- _INPUT RECORDS_
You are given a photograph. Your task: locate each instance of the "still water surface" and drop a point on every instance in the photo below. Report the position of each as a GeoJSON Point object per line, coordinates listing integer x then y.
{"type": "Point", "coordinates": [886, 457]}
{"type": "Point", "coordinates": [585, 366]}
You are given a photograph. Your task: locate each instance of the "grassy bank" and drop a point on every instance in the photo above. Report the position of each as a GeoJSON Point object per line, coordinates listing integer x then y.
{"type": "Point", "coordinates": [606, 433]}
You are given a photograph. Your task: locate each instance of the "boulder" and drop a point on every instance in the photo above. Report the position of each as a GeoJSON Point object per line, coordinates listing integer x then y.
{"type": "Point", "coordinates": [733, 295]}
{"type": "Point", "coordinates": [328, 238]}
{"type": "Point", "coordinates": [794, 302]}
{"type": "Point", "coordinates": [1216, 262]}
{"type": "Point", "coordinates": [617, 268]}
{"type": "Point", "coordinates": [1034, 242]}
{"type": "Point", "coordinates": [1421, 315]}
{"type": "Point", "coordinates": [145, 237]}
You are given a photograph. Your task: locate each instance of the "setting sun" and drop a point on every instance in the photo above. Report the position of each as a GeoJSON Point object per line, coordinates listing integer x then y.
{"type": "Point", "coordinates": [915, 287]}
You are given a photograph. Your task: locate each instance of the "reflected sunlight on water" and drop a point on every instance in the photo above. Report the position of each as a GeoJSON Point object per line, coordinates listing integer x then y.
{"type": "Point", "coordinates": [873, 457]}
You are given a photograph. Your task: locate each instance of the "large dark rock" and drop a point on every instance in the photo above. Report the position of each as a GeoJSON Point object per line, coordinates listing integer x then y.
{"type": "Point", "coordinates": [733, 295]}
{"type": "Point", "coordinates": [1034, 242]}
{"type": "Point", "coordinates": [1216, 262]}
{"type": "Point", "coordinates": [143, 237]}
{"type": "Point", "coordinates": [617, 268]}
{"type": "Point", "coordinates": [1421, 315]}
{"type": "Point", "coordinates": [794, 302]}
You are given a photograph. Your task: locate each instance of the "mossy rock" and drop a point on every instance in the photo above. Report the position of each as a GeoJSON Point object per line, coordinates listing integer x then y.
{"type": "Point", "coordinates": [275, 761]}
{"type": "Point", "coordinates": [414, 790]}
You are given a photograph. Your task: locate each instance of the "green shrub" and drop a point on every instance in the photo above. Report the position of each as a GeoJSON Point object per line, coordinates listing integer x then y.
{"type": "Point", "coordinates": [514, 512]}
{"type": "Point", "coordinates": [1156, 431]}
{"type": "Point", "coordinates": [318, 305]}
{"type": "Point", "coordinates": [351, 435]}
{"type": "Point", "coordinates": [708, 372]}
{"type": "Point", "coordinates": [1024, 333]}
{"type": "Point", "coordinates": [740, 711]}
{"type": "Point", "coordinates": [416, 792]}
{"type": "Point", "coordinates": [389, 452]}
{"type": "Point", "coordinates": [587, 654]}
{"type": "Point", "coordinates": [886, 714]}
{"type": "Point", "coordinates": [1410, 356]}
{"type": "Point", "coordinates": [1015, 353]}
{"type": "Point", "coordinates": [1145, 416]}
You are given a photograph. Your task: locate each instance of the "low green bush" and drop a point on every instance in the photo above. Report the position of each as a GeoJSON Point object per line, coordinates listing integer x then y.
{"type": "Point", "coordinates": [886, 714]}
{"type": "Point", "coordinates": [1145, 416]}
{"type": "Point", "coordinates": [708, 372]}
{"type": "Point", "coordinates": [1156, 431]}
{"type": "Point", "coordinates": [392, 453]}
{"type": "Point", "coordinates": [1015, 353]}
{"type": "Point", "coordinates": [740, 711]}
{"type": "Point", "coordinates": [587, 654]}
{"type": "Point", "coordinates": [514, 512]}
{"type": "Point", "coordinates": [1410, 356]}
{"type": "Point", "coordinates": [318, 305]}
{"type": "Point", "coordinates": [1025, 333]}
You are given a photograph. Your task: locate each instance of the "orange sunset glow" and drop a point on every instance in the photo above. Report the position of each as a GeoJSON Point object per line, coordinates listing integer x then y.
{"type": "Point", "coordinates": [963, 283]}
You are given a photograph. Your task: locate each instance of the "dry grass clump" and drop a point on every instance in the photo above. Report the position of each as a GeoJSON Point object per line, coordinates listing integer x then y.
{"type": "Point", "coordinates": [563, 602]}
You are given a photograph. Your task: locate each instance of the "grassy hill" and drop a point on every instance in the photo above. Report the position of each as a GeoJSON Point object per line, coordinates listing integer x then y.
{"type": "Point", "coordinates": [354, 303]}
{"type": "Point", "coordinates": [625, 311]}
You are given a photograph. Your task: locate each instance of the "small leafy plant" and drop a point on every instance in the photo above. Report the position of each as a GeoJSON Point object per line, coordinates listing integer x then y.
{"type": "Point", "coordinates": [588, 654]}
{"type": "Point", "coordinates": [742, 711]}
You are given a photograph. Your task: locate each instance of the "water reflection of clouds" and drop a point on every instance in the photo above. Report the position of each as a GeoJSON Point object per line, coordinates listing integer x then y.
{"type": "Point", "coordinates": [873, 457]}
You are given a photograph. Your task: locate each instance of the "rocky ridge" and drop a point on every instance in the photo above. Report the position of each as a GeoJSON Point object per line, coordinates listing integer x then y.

- _TASK INSTRUCTIONS_
Make an exact copy of the material above.

- _RESPONSE_
You are given a photograph. Your task: locate each instance of the "still water surface" and drop a point on every instance in the photo below. Report the position of each as a GeoJSON Point object per line, coordinates listing integer x then y.
{"type": "Point", "coordinates": [886, 457]}
{"type": "Point", "coordinates": [585, 366]}
You are given a photograph. Your task: locate each instance of the "grassy bank" and drop a point on every instance in the photo above. Report the position of each as a GeoJSON Point object per line, coordinates listing integer x then y.
{"type": "Point", "coordinates": [606, 433]}
You are given a photograph. Your task: locate each instance of the "boulder" and drop a point on every instance in the photo above. Report the position of each as a GeoJSON Point object per line, coordinates listing integer x then y.
{"type": "Point", "coordinates": [733, 295]}
{"type": "Point", "coordinates": [328, 238]}
{"type": "Point", "coordinates": [794, 302]}
{"type": "Point", "coordinates": [1216, 262]}
{"type": "Point", "coordinates": [617, 268]}
{"type": "Point", "coordinates": [1034, 242]}
{"type": "Point", "coordinates": [1421, 315]}
{"type": "Point", "coordinates": [145, 237]}
You are given a photograph. Your task: locate each instance of the "setting sun" and drop a point on every instance in the photo above. Report the position of each as a GeoJSON Point object per line, coordinates listing integer x then y.
{"type": "Point", "coordinates": [915, 287]}
You are given a photograph. Your task: locate each instance of the "reflected sunlight on water" and drop a point on every instance in the photo above. Report the position of each as a GeoJSON Point object per line, coordinates listing integer x then y.
{"type": "Point", "coordinates": [873, 457]}
You are given a photograph. Your task: locate each instance of the "large dark rock" and drop a point on every instance in the photo above. Report the position of each as a GeoJSON Point object per line, coordinates listing integer x then y.
{"type": "Point", "coordinates": [733, 295]}
{"type": "Point", "coordinates": [1034, 242]}
{"type": "Point", "coordinates": [1216, 262]}
{"type": "Point", "coordinates": [143, 237]}
{"type": "Point", "coordinates": [617, 268]}
{"type": "Point", "coordinates": [1421, 315]}
{"type": "Point", "coordinates": [794, 302]}
You are given a photograph. Your task: locate each instance of the "mossy rock" and drop a point on every instance in the photo above. Report the position of each as a GeoJSON Point object per line, coordinates listing integer x then y.
{"type": "Point", "coordinates": [275, 761]}
{"type": "Point", "coordinates": [414, 790]}
You are given a photograph. Your task: locate each instance of the "green shrub" and drop a point on every instance in the photo above. Report the position of each as a GeoJSON Point object per line, coordinates listing integer x then y.
{"type": "Point", "coordinates": [514, 512]}
{"type": "Point", "coordinates": [1156, 431]}
{"type": "Point", "coordinates": [318, 305]}
{"type": "Point", "coordinates": [351, 435]}
{"type": "Point", "coordinates": [708, 372]}
{"type": "Point", "coordinates": [1024, 333]}
{"type": "Point", "coordinates": [740, 711]}
{"type": "Point", "coordinates": [416, 792]}
{"type": "Point", "coordinates": [389, 452]}
{"type": "Point", "coordinates": [587, 654]}
{"type": "Point", "coordinates": [886, 714]}
{"type": "Point", "coordinates": [1410, 356]}
{"type": "Point", "coordinates": [1015, 353]}
{"type": "Point", "coordinates": [1145, 416]}
You are given a photograph. Your task: locate each instance of the "low green bush" and drop a point on every instance in the photo above. Report the position of each as a GeoJSON Point object per line, coordinates listing integer x then y.
{"type": "Point", "coordinates": [886, 714]}
{"type": "Point", "coordinates": [1145, 416]}
{"type": "Point", "coordinates": [708, 372]}
{"type": "Point", "coordinates": [1156, 431]}
{"type": "Point", "coordinates": [392, 453]}
{"type": "Point", "coordinates": [1015, 353]}
{"type": "Point", "coordinates": [740, 711]}
{"type": "Point", "coordinates": [587, 654]}
{"type": "Point", "coordinates": [514, 512]}
{"type": "Point", "coordinates": [1410, 356]}
{"type": "Point", "coordinates": [318, 305]}
{"type": "Point", "coordinates": [1025, 333]}
You are given a photograph. Your task: locate each instance of the "orange sunset glow" and drop a point on every instance in the photo above. Report the position of each as a GeoJSON Point object per line, coordinates listing integer x then y.
{"type": "Point", "coordinates": [963, 283]}
You are given a photograph. Your task: locate each instance of the "dry grass clump" and drop a point on every instance in the photo above. Report the position of each as a GeoJSON Point object per line, coordinates listing integer x then y.
{"type": "Point", "coordinates": [563, 602]}
You are given a photograph. Your task: locate each instance of the "grassy hill" and drop a point on every instance in the photo above. Report the position of each as a GeoJSON Point object per line, coordinates listing integer x then y.
{"type": "Point", "coordinates": [354, 303]}
{"type": "Point", "coordinates": [625, 311]}
You are given a photograph. Your task: locate each instance of the "small leafy plant" and drop a point on every instance in the photo above. Report the position of each as a GeoJSON Point object per line, coordinates listing integer x then y.
{"type": "Point", "coordinates": [588, 654]}
{"type": "Point", "coordinates": [742, 711]}
You are given a photograph. Your task: locate each instance of the "water reflection of clouds" and drop a point on every instance in the photo above. Report the position of each as a GeoJSON Point object per line, coordinates listing integer x then y.
{"type": "Point", "coordinates": [873, 457]}
You are given a photograph. Your task: locate each instance of the "rocky ridge" and drop a point on every instance in the photo above. Report the position of each as a GeoJSON Point object per line, coordinates listing integer x then y.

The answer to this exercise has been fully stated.